[BEGIN Extracted entries]

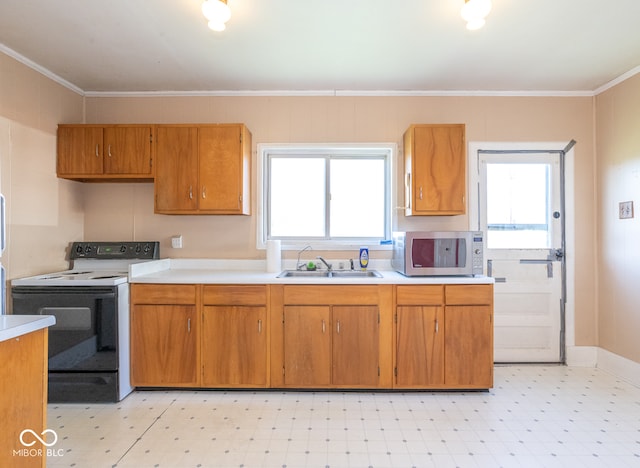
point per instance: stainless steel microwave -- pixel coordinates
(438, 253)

[END Extracted entries]
[BEGIN Extracted entries]

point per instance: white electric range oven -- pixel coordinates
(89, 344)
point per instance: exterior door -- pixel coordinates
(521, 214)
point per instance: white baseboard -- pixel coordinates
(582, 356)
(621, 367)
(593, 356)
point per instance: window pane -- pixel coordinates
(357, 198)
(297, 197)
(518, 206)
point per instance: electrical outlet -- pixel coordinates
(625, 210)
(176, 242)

[END Extracted entries]

▸ What you are asked to do
How many lines in the material above contain the word "white", counting only exact case matches? Reply with the number alone.

▸ Worked solution
2